begin SUPPLIED PASSAGE

IMPOSING
THE WAY OF PEACE! Louay M. Safi In
a report filed from Jerusalem, Barbara Plett, a BBC correspondent, described the
Israeli-Palestinian conflict as thus: Palestinians refuse to acknowledge the past
suffering of the Jewish nation. Israelis no matter how left-wing, cannot take Palestinian
demands on par with their own because to accept Palestinian rights is to deny
Israels right to exist. While
the above statement does not even begin to capture the scope and complexity of the
Israeli-Palestinian conflict, it gives us an insight into the attitude of many Israelis.
For centuries, European Jewry dreamed of a homeland where they could experience
self-governance and escape oppression and persecution. So desperately did they desire
freedom and wanted to break out of their European ghettos that many of them contemplated
the establishment of a Jewish state away from the Promised Land. Eventually, consensus was
built around Palestine, and the Zionist movement led by Herzl worked in earnest toward
achieving that goal. The
desire for a Jewish state in Palestine was so strong and so intense that Zionist leaders
never considered the fate of the Palestinians. Instead, they built their dream around an
illusion, adopting the slogan: land without people for a people without land.

end SUPPLIED PASSAGE

PROBLEM> Resume the essay on the Israeli-Palestinian conflict above, starting right after its final sentence.

begin DATA ROWS

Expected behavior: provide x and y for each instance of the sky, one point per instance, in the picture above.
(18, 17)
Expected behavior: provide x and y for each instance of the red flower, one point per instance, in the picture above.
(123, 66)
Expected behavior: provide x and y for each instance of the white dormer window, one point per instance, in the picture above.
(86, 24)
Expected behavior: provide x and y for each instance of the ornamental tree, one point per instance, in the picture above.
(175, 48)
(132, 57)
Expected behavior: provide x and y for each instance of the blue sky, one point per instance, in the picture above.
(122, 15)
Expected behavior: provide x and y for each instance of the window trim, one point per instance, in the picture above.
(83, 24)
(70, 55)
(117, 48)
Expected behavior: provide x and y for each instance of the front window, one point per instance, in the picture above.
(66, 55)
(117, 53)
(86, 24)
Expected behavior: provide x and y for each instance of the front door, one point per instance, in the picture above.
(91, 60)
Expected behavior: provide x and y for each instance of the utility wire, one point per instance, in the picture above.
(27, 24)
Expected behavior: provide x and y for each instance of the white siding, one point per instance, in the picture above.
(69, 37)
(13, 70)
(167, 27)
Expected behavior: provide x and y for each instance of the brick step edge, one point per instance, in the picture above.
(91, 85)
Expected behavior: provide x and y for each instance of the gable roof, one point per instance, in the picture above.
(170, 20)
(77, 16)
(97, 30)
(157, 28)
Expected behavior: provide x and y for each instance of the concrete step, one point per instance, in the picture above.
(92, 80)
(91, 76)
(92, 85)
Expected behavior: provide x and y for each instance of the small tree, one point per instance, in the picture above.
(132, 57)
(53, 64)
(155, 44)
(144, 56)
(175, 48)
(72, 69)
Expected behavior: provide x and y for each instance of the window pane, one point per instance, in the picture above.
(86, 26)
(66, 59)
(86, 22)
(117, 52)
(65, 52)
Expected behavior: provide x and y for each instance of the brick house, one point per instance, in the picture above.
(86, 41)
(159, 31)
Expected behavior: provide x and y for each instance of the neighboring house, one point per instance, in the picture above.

end DATA ROWS

RESULT OF THE EXERCISE>
Today after 80 years of continuous Jewish immigration, there are as many Palestinians as
Israelis in Israel and the occupied territories (one million Palestinians in the former
and 3 million in the latter). The number of Palestinians in the Palestinian
Diaspora is equivalent to the number of Jews remained outside Israel. The salvation
of one community has been achieved at the expense of another. A
series of military conflicts have forced hundreds of thousands out of their homes, thereby
creating a Palestinian Diaspora. Half of the Palestinian people, amounting to over five
million, live away from what they proudly call our homeland. Palestinians have
developed a strong attachment to Palestine, as strong as the one that inspired the Jewish
return. For them, Palestine is a promised land. Those who doubt the attachment of
Palestinians to their homeland need only listen to Palestinian children in the refugee
camps of Sabra and Shatila talk about Palestine and dream of their return, or watch how
Palestinian boys are willing to pay the ultimate price to challenge the Israeli
occupation. The
irony of modern Israel is not easy to miss: a nation created to liberate European Jewry
from discrimination, oppression, and genocide is increasingly guilty of the very practices
it sought to escape. This sticking fact was brought to the fore in a recent UN Human
Rights Commission's resolution that condemned the Jewish State. The
resolution denounced Israel for the "widespread, systematic and gross violations of
human rights perpetrated by the Israeli occupying power, in particular mass killings,
collective punishments, such as demolition of houses and closure of the Palestinian
territories, measures which constitute war crimes and flagrant violation of international
humanitarian law and crimes against humanity."[1] The
resolution passed by small margin. Nineteen states, mainly Arab and Islamic, as well as
Cuba and China, voted in favor, while European and American States voted against it.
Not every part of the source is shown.